> [Set problem]
Collect every line of the items below that contains the word "dark".

========

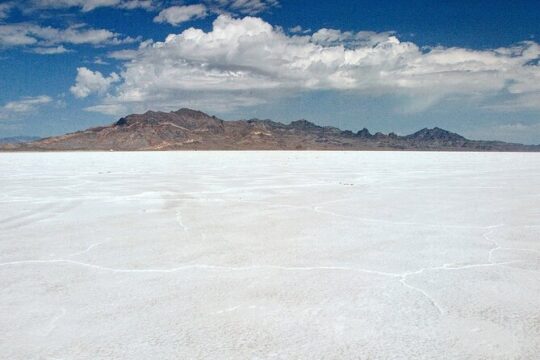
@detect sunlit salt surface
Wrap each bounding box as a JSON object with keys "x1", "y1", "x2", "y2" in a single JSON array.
[{"x1": 0, "y1": 152, "x2": 540, "y2": 359}]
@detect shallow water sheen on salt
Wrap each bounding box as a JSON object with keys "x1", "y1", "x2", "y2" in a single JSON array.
[{"x1": 0, "y1": 152, "x2": 540, "y2": 359}]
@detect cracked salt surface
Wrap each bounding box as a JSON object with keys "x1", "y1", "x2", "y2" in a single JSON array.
[{"x1": 0, "y1": 152, "x2": 540, "y2": 359}]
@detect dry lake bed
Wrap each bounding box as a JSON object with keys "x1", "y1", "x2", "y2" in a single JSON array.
[{"x1": 0, "y1": 152, "x2": 540, "y2": 359}]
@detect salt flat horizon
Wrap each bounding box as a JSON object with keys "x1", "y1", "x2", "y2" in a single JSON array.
[{"x1": 0, "y1": 151, "x2": 540, "y2": 359}]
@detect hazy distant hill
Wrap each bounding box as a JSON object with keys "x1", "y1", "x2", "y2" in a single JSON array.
[
  {"x1": 0, "y1": 136, "x2": 41, "y2": 144},
  {"x1": 0, "y1": 109, "x2": 540, "y2": 151}
]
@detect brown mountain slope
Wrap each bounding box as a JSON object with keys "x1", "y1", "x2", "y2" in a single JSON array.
[{"x1": 0, "y1": 109, "x2": 540, "y2": 151}]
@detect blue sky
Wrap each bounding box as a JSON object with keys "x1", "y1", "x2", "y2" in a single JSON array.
[{"x1": 0, "y1": 0, "x2": 540, "y2": 143}]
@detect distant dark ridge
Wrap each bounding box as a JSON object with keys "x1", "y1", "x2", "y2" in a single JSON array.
[{"x1": 0, "y1": 108, "x2": 540, "y2": 151}]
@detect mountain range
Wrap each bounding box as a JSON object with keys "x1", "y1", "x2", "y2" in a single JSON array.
[{"x1": 0, "y1": 109, "x2": 540, "y2": 151}]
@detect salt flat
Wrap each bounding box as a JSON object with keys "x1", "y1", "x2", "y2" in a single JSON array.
[{"x1": 0, "y1": 152, "x2": 540, "y2": 359}]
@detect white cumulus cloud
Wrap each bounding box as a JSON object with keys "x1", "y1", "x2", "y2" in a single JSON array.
[
  {"x1": 28, "y1": 0, "x2": 155, "y2": 12},
  {"x1": 0, "y1": 23, "x2": 139, "y2": 48},
  {"x1": 69, "y1": 67, "x2": 119, "y2": 98},
  {"x1": 0, "y1": 95, "x2": 53, "y2": 119},
  {"x1": 78, "y1": 15, "x2": 540, "y2": 111},
  {"x1": 154, "y1": 4, "x2": 208, "y2": 26}
]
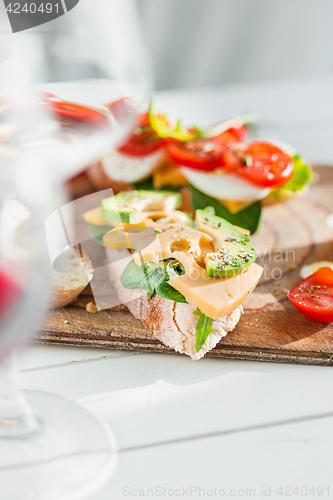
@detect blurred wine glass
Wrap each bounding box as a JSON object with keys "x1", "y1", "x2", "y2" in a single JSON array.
[{"x1": 0, "y1": 0, "x2": 151, "y2": 500}]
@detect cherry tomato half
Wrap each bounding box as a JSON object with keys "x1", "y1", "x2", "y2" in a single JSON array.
[
  {"x1": 223, "y1": 141, "x2": 294, "y2": 187},
  {"x1": 118, "y1": 113, "x2": 166, "y2": 156},
  {"x1": 167, "y1": 139, "x2": 225, "y2": 171},
  {"x1": 288, "y1": 267, "x2": 333, "y2": 323},
  {"x1": 213, "y1": 123, "x2": 250, "y2": 148}
]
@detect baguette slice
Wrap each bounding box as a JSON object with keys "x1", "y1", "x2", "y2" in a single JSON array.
[
  {"x1": 48, "y1": 248, "x2": 93, "y2": 309},
  {"x1": 106, "y1": 249, "x2": 241, "y2": 360}
]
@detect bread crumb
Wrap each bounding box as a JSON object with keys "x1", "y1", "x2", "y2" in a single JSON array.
[{"x1": 86, "y1": 302, "x2": 101, "y2": 313}]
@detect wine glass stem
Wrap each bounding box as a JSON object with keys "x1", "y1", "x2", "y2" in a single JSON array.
[{"x1": 0, "y1": 354, "x2": 38, "y2": 438}]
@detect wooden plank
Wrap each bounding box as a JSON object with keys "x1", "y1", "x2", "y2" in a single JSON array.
[{"x1": 34, "y1": 167, "x2": 333, "y2": 366}]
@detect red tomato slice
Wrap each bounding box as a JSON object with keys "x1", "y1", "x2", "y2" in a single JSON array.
[
  {"x1": 223, "y1": 141, "x2": 294, "y2": 187},
  {"x1": 288, "y1": 267, "x2": 333, "y2": 323},
  {"x1": 167, "y1": 139, "x2": 225, "y2": 171},
  {"x1": 213, "y1": 124, "x2": 250, "y2": 148},
  {"x1": 118, "y1": 113, "x2": 167, "y2": 156}
]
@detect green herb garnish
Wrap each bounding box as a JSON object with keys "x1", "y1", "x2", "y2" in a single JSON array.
[{"x1": 193, "y1": 308, "x2": 213, "y2": 352}]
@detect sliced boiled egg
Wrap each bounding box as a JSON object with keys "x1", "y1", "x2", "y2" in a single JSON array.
[
  {"x1": 300, "y1": 260, "x2": 333, "y2": 280},
  {"x1": 102, "y1": 151, "x2": 164, "y2": 183},
  {"x1": 180, "y1": 167, "x2": 271, "y2": 202}
]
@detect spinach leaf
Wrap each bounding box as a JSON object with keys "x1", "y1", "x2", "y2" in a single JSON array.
[
  {"x1": 193, "y1": 308, "x2": 213, "y2": 352},
  {"x1": 191, "y1": 186, "x2": 261, "y2": 234},
  {"x1": 120, "y1": 260, "x2": 165, "y2": 299},
  {"x1": 142, "y1": 262, "x2": 165, "y2": 299},
  {"x1": 89, "y1": 226, "x2": 112, "y2": 246}
]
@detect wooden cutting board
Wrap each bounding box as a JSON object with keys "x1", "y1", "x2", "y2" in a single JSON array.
[{"x1": 34, "y1": 167, "x2": 333, "y2": 366}]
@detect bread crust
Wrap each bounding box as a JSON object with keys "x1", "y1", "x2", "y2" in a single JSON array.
[
  {"x1": 107, "y1": 250, "x2": 241, "y2": 360},
  {"x1": 48, "y1": 249, "x2": 92, "y2": 309}
]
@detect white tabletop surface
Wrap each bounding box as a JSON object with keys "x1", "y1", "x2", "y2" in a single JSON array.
[{"x1": 18, "y1": 79, "x2": 333, "y2": 500}]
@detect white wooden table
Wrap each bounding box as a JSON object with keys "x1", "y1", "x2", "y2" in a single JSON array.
[{"x1": 18, "y1": 79, "x2": 333, "y2": 500}]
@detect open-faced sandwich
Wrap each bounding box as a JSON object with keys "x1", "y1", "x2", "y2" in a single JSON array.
[
  {"x1": 84, "y1": 190, "x2": 262, "y2": 360},
  {"x1": 85, "y1": 109, "x2": 312, "y2": 233}
]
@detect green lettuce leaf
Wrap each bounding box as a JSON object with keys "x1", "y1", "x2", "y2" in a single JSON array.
[
  {"x1": 269, "y1": 155, "x2": 313, "y2": 198},
  {"x1": 191, "y1": 186, "x2": 261, "y2": 234},
  {"x1": 193, "y1": 308, "x2": 213, "y2": 352},
  {"x1": 156, "y1": 280, "x2": 187, "y2": 304}
]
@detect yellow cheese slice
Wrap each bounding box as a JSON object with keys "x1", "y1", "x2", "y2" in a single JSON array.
[
  {"x1": 134, "y1": 228, "x2": 263, "y2": 319},
  {"x1": 169, "y1": 263, "x2": 263, "y2": 319},
  {"x1": 218, "y1": 200, "x2": 254, "y2": 214}
]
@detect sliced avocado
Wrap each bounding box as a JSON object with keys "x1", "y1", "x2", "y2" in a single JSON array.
[
  {"x1": 195, "y1": 207, "x2": 257, "y2": 278},
  {"x1": 101, "y1": 189, "x2": 181, "y2": 224}
]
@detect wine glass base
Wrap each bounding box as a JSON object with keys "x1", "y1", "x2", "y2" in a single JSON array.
[{"x1": 0, "y1": 391, "x2": 117, "y2": 500}]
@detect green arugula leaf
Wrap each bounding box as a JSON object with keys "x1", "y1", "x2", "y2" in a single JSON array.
[
  {"x1": 193, "y1": 308, "x2": 213, "y2": 352},
  {"x1": 133, "y1": 177, "x2": 179, "y2": 193},
  {"x1": 269, "y1": 155, "x2": 313, "y2": 198},
  {"x1": 148, "y1": 100, "x2": 203, "y2": 141},
  {"x1": 120, "y1": 259, "x2": 148, "y2": 290},
  {"x1": 120, "y1": 259, "x2": 165, "y2": 299},
  {"x1": 133, "y1": 177, "x2": 154, "y2": 191},
  {"x1": 156, "y1": 281, "x2": 187, "y2": 304},
  {"x1": 191, "y1": 186, "x2": 261, "y2": 234},
  {"x1": 89, "y1": 225, "x2": 112, "y2": 246},
  {"x1": 120, "y1": 260, "x2": 187, "y2": 303},
  {"x1": 142, "y1": 262, "x2": 165, "y2": 299}
]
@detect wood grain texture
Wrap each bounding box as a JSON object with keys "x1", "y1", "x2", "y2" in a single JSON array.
[{"x1": 34, "y1": 167, "x2": 333, "y2": 366}]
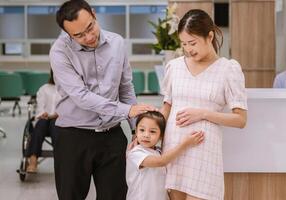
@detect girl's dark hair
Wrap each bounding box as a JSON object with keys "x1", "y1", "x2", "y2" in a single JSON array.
[
  {"x1": 178, "y1": 9, "x2": 223, "y2": 53},
  {"x1": 136, "y1": 111, "x2": 166, "y2": 139},
  {"x1": 57, "y1": 0, "x2": 95, "y2": 30},
  {"x1": 48, "y1": 69, "x2": 55, "y2": 85}
]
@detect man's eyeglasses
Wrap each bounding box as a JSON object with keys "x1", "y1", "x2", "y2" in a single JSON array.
[{"x1": 73, "y1": 19, "x2": 96, "y2": 39}]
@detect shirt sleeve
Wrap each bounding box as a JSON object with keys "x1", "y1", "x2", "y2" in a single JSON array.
[
  {"x1": 225, "y1": 60, "x2": 247, "y2": 110},
  {"x1": 50, "y1": 41, "x2": 131, "y2": 118},
  {"x1": 162, "y1": 62, "x2": 172, "y2": 104},
  {"x1": 119, "y1": 46, "x2": 137, "y2": 130},
  {"x1": 127, "y1": 145, "x2": 152, "y2": 170}
]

========

> [The reply]
@detect distant dark ridge
@detect girl's dark hair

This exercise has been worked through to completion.